— Set problem —
Tally the lines in the listing below that contain the string "window", treating uppercase and lowercase as distinct. Give only the number.
◆ ◆ ◆
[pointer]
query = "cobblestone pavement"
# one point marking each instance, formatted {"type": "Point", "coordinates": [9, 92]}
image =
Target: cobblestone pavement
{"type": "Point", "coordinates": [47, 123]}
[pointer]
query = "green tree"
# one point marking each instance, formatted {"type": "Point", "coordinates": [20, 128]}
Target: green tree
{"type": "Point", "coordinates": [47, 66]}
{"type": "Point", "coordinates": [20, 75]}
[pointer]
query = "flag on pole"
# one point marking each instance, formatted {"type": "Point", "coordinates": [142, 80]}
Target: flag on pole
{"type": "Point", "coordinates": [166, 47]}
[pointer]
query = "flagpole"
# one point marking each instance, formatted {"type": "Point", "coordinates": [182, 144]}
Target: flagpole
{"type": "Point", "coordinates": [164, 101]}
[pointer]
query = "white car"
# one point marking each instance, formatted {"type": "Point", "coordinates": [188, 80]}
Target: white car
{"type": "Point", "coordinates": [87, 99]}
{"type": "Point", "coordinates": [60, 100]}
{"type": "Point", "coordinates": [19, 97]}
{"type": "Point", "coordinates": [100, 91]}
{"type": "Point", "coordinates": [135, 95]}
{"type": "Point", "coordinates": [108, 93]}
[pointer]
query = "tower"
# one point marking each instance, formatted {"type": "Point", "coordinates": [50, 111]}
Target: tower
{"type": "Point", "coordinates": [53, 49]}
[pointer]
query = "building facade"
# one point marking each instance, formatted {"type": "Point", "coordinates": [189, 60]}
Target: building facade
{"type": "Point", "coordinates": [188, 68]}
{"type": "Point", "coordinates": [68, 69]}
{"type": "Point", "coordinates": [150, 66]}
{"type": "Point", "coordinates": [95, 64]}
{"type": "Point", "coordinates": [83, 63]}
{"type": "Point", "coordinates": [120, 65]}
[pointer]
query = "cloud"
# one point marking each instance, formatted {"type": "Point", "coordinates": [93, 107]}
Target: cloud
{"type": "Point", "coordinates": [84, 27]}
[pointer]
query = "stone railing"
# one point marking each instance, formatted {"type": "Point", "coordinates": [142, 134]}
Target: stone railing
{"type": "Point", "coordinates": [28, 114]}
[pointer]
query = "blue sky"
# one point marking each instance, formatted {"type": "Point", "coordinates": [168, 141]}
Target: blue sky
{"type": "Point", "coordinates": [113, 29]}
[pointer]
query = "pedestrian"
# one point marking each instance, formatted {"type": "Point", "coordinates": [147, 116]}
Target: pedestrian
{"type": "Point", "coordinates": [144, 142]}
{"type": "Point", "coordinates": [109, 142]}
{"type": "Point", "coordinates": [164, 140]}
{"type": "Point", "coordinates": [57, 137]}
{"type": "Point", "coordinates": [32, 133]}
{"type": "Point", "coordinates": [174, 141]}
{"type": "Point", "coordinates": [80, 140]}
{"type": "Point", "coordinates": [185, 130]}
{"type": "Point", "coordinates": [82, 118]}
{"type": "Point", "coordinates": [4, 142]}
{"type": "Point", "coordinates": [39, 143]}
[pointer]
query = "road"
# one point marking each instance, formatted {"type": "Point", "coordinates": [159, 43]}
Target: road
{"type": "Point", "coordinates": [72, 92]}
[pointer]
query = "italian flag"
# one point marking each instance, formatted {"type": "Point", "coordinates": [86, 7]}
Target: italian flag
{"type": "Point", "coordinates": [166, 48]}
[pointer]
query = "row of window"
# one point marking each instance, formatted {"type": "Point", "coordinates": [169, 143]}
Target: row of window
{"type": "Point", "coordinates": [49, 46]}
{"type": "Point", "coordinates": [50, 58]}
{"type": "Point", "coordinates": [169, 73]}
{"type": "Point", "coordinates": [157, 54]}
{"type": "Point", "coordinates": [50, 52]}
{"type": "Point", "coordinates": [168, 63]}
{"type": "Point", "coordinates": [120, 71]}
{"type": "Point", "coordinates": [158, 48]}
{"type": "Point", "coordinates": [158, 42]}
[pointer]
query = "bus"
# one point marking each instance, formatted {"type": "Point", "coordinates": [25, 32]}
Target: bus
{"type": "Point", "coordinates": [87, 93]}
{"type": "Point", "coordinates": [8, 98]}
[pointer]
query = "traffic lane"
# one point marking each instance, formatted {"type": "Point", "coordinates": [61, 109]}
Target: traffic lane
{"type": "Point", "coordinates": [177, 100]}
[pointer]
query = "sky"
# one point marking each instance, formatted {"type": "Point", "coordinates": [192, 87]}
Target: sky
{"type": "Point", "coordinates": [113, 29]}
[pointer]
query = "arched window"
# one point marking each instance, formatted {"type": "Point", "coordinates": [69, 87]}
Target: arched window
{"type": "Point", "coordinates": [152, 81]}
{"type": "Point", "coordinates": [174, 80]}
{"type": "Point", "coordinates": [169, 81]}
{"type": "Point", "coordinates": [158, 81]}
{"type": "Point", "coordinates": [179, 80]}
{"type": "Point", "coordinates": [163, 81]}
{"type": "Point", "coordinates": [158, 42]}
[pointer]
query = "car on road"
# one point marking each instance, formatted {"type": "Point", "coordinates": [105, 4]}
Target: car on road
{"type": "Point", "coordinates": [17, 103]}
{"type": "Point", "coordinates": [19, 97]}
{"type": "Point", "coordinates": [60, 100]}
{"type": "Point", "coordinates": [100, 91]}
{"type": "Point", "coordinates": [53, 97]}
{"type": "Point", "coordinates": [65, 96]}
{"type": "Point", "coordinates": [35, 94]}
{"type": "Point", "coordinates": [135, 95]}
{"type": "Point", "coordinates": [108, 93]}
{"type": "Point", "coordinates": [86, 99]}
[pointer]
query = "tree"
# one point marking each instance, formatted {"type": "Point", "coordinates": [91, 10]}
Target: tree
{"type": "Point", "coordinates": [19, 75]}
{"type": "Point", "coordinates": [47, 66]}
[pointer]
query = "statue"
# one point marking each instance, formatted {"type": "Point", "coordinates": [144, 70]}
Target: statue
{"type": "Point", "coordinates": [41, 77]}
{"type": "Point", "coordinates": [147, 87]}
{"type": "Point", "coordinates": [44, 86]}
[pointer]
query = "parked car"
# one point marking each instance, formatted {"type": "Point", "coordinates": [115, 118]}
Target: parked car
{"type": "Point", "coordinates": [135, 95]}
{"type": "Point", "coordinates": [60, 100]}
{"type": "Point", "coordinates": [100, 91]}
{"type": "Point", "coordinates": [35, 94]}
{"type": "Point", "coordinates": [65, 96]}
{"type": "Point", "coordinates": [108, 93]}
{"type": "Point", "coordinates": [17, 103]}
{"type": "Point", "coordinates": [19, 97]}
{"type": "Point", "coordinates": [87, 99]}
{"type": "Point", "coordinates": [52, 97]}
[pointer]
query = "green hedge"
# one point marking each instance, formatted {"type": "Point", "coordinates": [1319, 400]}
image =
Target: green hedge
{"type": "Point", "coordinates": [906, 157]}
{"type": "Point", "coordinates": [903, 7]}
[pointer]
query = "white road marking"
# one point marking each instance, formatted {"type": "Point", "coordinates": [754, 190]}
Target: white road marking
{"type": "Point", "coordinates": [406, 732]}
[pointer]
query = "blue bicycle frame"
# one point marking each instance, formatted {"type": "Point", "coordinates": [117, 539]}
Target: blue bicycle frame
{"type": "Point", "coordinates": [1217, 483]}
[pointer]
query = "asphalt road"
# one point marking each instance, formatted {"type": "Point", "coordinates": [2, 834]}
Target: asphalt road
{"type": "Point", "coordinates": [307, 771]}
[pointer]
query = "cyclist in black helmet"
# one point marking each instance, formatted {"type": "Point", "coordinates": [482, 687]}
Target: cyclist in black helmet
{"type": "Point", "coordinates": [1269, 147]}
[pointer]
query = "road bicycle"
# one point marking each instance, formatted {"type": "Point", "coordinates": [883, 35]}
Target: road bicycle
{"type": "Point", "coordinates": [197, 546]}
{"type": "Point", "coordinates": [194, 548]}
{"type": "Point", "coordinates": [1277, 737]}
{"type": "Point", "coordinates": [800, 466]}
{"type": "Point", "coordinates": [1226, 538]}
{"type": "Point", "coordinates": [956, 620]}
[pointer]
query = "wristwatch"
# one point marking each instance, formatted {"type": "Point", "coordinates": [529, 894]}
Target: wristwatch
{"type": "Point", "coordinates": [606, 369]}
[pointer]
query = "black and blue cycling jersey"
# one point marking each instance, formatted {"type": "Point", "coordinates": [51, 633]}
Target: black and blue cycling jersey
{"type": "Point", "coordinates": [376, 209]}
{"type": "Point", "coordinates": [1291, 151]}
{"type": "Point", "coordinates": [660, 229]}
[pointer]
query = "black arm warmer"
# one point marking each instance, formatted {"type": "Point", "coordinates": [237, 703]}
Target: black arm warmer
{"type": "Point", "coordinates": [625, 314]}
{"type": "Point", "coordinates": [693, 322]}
◆ ◆ ◆
— Written reply —
4